> [Extract provided]
# # # # # # #
June 13th, 2019

Daily Market Commentary

  • Canadian Headlines
    • Canadian equities fell alongside U.S. equities as both the loonie and crude oil weakened in the wake of American crude stockpiles climbing and the U.S.-China trade war continuing to put pressure on demand. The S&P/TSX Composite Index dropped 0.1% to 16,227 in Toronto, pulled down by three of the 11 sectors. Energy, financials and health care were the worst performing sectors, while materials were the best. Meanwhile, a Canadian program designed to speed up the hiring of foreign talent is attracting thousands of tech workers and other skilled employees, many of whom are unhappy with restrictive U.S. immigration policies.
    • Investors from Singapore to Toronto are wondering why North America’s vaunted urban sprawl ebbed before the billions they pumped into a giant “land banking” firm could pay off. Walton Group of Companies, a Calgary-based real estate firm that had delivered 12 percent annual returns in the past, sold them on the idea of investing roughly $10,000 or more apiece in rural properties outside of fast-growing cities such as Phoenix, Toronto and Atlanta. But $3.8 billion in land assets, 92,000 investors and 106,000 acres later, the expected sprawl and the hoped-for fat returns have mostly not yet happened. Some backers say their shares were worth only 20% of what they put in based on the most recent 2017 appraisal. And about 90 Canadian investors have hired a private investigations firm, U.S. Justice Coalition, to track the proceeds of Walton’s land syndication.
    • Donald Trump is set to host Canadian Prime Minister Justin Trudeau next week as the American president’s tariff threats continue to cloud the outlook for the countries’ trade deal with Mexico. Trudeau will visit Washington on June 20 and is tentatively scheduled to meet Trump that day, according to a Canadian official who spoke on condition of anonymity because the visit hasn’t been announced. The White House didn’t immediately respond to a request for comment. Trade and China will dominate the agenda, the official said. The two leaders will discuss ratification of the replacement for the North American Free Trade Agreement, known as USMCA, which still faces varying hurdles. They’ll also talk about an ongoing fight over U.S. tariffs on Canadian softwood lumber — a decades-old dispute between the countries — and on Trump’s potential tariffs on uranium, of which Canada is a major producer.
# # # # # # #
> [Supplied material]
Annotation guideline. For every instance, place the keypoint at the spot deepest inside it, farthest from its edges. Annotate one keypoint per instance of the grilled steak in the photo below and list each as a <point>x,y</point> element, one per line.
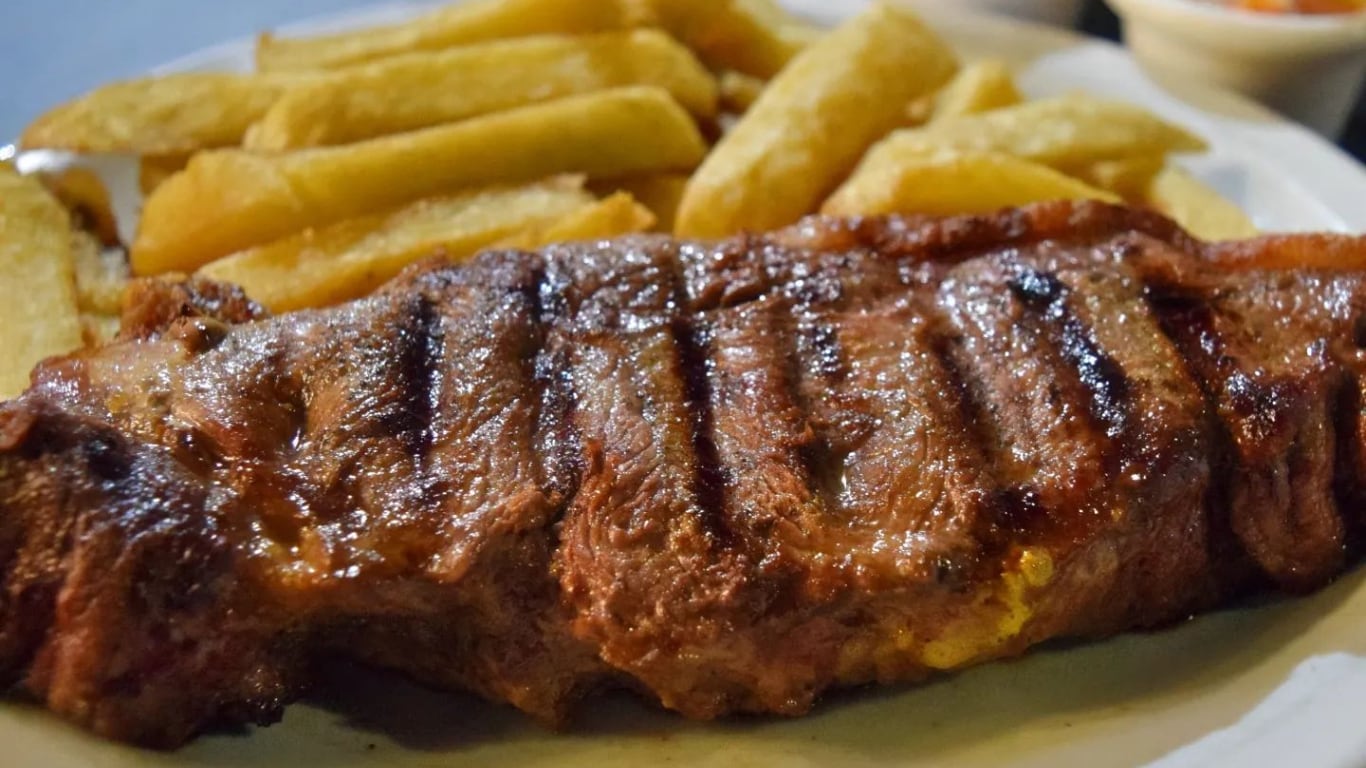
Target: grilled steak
<point>727,474</point>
# # # # # # #
> [Work task 1] List the fast-growing cities that the market commentary names as places where Walton Group of Companies had investors buy rural properties on their outskirts.
> [Work task 2] According to the market commentary, on what date will Justin Trudeau visit Washington?

> [Written solution 1] Phoenix, Toronto, Atlanta

> [Written solution 2] June 20